TEXTO DE LECTURA:
________________

Opinión

Primavera confinada

El sol es ahora un planeta cuadrado. Desde este cuarto en el que escribo veo cómo se posa, así, sobre la colcha de esa cama de invitados. Tantos días confinados hacen que el mundo haya cambiado para convertirse en un periódico digital en la pantalla de mi viejo ordenador o en tu canto en la cocina, mientras se cuece el pan a 200 grados. Me preguntas si salió rico y te engaño y te digo que sí a cambio de que cuando leas mis poemas me mientas también diciéndome “qué bonito”.

No puedo quitarme de la cabeza que la felicidad es volátil. Y entonces se me encrespa el corazón y se convierte en una oruga esperanzada en llegar a ser un precioso insecto de alas moteadas. Lo será cuando desaparezca el miedo y podamos tirarlo desde las azoteas. Así podremos correr desnudos de todos los sustos y de las sulfamidas, por las calles, y el sol será, de nuevo, redondo y grande y nos sentiremos libres y nos bañaremos en barriles de cerveza y le añadiremos limón y sonará la música en las terrazas.

Ese día ni Netflix, ni HBO, ni… Voy a comprarte entonces un montón de chuches, de palomitas y de pipas y volveremos a entrar en el cine ya cerrado y nos gustará tanto que van a volver a poner en sesión continua “Mary Poppins” o “Pulp Fiction”, “El Pianista” o una del oeste… qué más da si lo que queremos es que venga el acomodador y nos alumbre con la linterna a los ojos. Y que nos eche de la sala. Así podré taparte con mi gabardina parda y te parecerá el futuro una guapura. Porque sabes qué te digo, que tengo la sensación, así cerrados, empaquetados, enchironados, domesticados, que nos está robando ese virus… la primavera.

Claro… en este nuevo mundo en el que vivimos ahora la naturaleza es  sólo un gorrión que se posa, un segundo, en la ventana o un golpe de aire que mueve de manera minúscula la persiana. Y es un árbol la fregona descansando de cabeza en el caldero azul celeste. Y no tenemos versos que rimen en asonante con alegría, con ilusión, con mañana por la mañana, con aceitunas sin hueso y no encontramos la palabra. Y así es imposible hacer un romance o un verso alejandrino o un soneto sobre lo bonito que era este planeta azul en diciembre, pongamos, cuando tomábamos unas bravas.

________________

(Entradas del conjunto de datos)
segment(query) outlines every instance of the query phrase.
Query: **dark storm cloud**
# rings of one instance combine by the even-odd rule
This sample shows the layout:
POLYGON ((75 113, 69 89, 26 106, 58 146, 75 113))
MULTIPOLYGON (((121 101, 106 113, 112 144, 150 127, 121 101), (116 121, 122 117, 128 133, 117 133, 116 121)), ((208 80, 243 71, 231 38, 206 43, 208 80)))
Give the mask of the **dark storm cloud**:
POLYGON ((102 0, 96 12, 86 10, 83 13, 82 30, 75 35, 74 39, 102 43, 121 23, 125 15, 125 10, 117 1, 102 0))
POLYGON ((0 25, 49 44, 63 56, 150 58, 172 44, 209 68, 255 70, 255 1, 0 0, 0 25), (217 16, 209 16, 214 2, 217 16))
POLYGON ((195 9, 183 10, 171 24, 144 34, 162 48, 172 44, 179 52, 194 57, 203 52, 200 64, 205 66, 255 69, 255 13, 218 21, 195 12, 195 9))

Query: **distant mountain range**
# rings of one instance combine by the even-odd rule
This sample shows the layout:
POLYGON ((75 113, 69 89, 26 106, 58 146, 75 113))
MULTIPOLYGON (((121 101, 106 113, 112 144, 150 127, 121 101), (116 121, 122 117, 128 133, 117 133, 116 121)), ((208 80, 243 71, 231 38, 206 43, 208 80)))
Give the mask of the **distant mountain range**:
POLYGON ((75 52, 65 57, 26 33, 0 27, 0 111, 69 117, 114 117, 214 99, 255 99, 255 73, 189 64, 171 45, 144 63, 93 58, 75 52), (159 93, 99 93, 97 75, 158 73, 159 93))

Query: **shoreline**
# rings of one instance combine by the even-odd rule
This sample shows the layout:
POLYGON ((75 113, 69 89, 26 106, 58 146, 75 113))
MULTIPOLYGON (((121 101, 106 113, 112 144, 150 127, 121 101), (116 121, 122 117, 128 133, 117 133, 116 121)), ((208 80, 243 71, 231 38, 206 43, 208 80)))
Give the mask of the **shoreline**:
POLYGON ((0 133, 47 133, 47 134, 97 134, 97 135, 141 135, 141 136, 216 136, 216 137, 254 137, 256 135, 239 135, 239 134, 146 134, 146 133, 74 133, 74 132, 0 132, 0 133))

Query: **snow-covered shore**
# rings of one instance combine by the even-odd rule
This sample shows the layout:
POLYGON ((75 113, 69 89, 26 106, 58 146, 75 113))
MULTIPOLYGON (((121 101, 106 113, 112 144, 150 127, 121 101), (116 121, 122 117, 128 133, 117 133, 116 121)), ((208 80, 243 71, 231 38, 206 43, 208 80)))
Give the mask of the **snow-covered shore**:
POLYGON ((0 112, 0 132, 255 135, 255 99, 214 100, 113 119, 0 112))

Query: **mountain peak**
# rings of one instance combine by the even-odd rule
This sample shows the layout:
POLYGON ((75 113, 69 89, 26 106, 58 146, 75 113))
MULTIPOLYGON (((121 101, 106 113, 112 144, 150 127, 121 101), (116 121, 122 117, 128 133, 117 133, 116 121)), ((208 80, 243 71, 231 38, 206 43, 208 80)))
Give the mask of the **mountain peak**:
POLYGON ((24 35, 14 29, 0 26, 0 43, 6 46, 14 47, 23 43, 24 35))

________________

QUÉ HACER:
a. Explica en una a tres oraciones por qué, según la columna, es imposible escribir un romance, un verso alejandrino o un soneto sobre lo bonito que era este planeta.
b. Por favor, indica si cada afirmación coincide con la columna y responde sí o no, citando las palabras del texto que lo deciden:
(i) Quien escribe afirma que el pan salió rico sin que sea verdad.
(ii) Durante el confinamiento, el sol es redondo y grande.
(iii) La fregona descansa de cabeza en un caldero rojo.
Los datos no intervienen en esto.

RESPUESTAS POR TAREA:
a. Porque no hay versos que rimen en asonante con alegría, con ilusión, con mañana por la mañana o con aceitunas sin hueso, y no se encuentra la palabra.

b.
(i) Sí: «te engaño y te digo que sí».
(ii) No: «El sol es ahora un planeta cuadrado».
(iii) No: «descansando de cabeza en el caldero azul celeste».